Your instructions »
Repeat the listing below in full and exactly, but without its pictures.

Material provided »

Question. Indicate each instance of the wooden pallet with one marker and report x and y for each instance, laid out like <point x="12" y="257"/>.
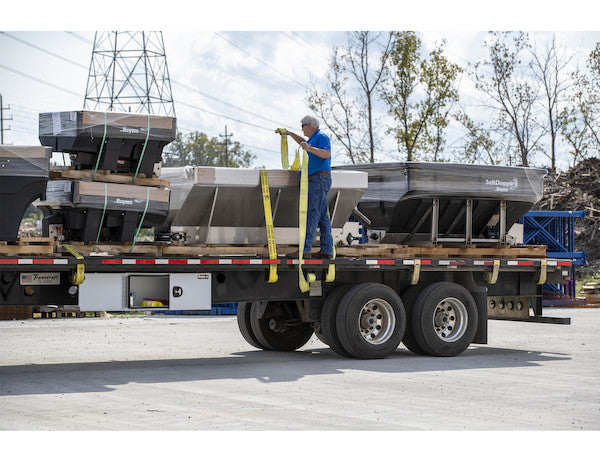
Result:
<point x="364" y="251"/>
<point x="28" y="246"/>
<point x="107" y="177"/>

Response box »
Question. Indicate each instance of the wooden pallet with one marker and report x and y for each instance, laid out like <point x="12" y="257"/>.
Result:
<point x="364" y="251"/>
<point x="28" y="246"/>
<point x="107" y="177"/>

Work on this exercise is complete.